-- Problems to work on --
A: Decide whether each statement below agrees with the value prediction passage, answering yes or no and quoting the exact words that settle it: (i) The approach predicts the outcome values of instructions at compile time. (ii) The bound of true-data dependencies can be exceeded without violating sequential program correctness. (iii) The concept of value prediction was introduced in work by Lipasti et al. alone.
B: Retype the value prediction passage word for word, everything from "In this article" down to "executed in parallel.".

-- Text block --
###

In this article we study the concept of value prediction introduced in Lipasti et al. [1996a; 1996b] and Gabbay and Mendelson [1996; 1997; 1998]. The new approach attempts to eliminate true-data dependencies by predicting at run-time the outcome values of instructions, and executing the true-data-dependent instructions based on that prediction. Moreover, it has been shown that the bound of true-data dependencies can be exceeded without violating sequential program correctness. This claim overcomes two commonly recognized fundamental principles: (1) the ILP of a sequential program is limited by its dataflow graph representation and (2) in order to guarantee the correctness of the program, true-data-dependent instructions cannot be executed in parallel.

###

-- Data lines --
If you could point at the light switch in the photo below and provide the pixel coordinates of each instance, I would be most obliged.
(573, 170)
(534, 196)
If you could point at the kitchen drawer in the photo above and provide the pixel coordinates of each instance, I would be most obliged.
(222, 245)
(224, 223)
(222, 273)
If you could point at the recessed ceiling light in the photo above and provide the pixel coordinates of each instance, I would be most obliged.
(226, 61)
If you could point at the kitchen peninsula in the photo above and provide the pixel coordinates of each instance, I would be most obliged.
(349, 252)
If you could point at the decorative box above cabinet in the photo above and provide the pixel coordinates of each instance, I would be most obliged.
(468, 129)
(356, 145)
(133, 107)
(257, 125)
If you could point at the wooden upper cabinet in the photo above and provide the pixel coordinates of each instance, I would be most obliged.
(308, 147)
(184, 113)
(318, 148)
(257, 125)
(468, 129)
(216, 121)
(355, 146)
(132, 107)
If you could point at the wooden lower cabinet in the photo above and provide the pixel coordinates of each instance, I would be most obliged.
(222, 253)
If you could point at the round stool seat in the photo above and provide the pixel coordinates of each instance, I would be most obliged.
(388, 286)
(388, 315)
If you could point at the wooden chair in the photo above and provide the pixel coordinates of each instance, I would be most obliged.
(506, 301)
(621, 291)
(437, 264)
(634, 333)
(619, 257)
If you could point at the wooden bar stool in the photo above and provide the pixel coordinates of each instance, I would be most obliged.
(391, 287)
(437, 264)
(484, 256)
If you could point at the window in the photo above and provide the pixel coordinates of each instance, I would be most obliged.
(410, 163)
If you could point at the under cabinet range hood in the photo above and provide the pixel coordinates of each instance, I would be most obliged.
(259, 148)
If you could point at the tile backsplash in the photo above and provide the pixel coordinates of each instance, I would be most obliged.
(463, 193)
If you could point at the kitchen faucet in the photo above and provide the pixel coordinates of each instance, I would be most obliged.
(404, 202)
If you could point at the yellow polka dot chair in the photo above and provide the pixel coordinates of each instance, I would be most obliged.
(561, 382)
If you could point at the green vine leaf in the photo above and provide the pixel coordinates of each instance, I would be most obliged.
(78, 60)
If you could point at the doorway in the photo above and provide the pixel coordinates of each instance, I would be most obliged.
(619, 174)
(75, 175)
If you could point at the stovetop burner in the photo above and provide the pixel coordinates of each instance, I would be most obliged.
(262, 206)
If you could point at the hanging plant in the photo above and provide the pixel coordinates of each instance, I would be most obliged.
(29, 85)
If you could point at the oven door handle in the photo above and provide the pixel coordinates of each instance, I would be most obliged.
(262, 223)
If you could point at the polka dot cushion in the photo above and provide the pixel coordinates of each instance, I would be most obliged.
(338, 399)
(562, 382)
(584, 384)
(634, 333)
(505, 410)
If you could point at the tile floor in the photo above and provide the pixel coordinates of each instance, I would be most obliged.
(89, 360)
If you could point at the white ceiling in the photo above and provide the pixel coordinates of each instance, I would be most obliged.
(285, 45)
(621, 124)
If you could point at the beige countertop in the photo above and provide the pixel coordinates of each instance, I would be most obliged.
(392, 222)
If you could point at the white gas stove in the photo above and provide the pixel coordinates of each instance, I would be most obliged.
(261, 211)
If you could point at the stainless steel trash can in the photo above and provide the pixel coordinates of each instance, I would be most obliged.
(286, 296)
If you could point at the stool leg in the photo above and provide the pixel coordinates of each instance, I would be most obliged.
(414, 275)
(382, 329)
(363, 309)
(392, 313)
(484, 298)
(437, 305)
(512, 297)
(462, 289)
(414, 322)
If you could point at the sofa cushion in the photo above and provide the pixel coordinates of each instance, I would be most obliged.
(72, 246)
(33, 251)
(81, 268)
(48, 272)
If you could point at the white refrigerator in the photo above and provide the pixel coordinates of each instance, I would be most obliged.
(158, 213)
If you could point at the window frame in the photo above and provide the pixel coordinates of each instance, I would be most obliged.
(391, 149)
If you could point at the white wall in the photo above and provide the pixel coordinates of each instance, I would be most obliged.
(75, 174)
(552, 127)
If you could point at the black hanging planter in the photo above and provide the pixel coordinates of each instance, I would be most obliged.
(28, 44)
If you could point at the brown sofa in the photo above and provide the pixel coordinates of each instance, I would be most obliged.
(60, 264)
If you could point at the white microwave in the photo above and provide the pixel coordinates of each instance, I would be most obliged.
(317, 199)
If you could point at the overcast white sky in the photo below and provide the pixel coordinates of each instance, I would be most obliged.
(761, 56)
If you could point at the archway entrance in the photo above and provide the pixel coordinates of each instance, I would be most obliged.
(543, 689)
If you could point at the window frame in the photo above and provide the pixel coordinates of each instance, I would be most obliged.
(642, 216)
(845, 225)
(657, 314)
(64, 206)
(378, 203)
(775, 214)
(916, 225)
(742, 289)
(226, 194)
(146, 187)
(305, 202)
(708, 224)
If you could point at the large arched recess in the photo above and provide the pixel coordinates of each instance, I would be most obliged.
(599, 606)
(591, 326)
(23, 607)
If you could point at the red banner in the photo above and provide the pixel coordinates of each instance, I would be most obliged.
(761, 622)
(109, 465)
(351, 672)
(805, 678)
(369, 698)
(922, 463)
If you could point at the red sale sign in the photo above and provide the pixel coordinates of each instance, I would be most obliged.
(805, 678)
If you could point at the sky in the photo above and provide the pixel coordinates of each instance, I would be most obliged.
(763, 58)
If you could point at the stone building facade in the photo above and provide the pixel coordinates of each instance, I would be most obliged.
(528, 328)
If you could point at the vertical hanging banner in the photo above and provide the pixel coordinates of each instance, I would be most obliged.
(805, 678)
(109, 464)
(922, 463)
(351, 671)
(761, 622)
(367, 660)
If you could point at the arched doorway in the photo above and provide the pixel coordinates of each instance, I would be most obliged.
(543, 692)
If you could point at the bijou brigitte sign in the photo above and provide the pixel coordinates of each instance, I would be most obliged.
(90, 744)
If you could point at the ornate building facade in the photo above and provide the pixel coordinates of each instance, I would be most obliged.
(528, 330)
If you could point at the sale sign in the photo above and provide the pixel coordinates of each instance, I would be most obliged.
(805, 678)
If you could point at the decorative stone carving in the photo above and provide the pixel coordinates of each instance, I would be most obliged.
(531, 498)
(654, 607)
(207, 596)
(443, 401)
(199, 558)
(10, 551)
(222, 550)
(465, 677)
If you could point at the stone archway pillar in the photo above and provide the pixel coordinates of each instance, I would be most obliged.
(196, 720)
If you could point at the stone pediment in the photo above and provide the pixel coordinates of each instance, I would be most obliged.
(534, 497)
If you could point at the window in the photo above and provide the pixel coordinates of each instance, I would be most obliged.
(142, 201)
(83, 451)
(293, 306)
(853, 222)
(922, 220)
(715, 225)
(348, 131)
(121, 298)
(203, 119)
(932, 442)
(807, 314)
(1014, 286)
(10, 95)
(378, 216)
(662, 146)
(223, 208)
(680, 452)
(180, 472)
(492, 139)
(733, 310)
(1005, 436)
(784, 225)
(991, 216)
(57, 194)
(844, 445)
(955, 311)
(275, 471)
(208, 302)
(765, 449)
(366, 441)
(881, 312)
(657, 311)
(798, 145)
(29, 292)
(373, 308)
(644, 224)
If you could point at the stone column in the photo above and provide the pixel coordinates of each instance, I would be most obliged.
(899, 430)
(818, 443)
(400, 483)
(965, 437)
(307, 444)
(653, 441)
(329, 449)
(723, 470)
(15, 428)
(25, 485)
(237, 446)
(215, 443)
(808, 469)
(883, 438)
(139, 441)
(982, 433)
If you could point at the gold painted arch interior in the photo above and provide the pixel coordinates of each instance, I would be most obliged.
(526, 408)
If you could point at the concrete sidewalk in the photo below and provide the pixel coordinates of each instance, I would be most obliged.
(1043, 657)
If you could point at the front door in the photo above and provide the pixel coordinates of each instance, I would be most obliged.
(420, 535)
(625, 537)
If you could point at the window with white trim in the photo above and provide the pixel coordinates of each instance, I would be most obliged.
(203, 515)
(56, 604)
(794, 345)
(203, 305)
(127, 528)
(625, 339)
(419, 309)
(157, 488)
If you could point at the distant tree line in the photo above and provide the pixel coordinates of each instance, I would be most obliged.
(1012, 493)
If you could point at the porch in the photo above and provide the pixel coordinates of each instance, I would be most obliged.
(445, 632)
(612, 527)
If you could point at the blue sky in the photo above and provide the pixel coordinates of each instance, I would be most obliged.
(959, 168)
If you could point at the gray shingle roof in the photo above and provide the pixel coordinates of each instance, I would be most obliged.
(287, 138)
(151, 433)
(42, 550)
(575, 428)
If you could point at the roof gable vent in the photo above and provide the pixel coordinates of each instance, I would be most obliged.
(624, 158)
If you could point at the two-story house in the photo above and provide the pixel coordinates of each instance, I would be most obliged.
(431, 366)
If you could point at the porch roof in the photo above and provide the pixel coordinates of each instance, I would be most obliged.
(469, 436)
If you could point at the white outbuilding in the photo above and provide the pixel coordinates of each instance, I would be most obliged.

###

-- Per-task answers --
A:
(i) No: "predicting at run-time the outcome values of instructions"
(ii) Yes: "the bound of true-data dependencies can be exceeded without violating sequential program correctness"
(iii) No: "introduced in Lipasti et al. [1996a; 1996b] and Gabbay and Mendelson [1996; 1997; 1998]"

B:
In this article we study the concept of value prediction introduced in Lipasti et al. [1996a; 1996b] and Gabbay and Mendelson [1996; 1997; 1998]. The new approach attempts to eliminate true-data dependencies by predicting at run-time the outcome values of instructions, and executing the true-data-dependent instructions based on that prediction. Moreover, it has been shown that the bound of true-data dependencies can be exceeded without violating sequential program correctness. This claim overcomes two commonly recognized fundamental principles: (1) the ILP of a sequential program is limited by its dataflow graph representation and (2) in order to guarantee the correctness of the program, true-data-dependent instructions cannot be executed in parallel.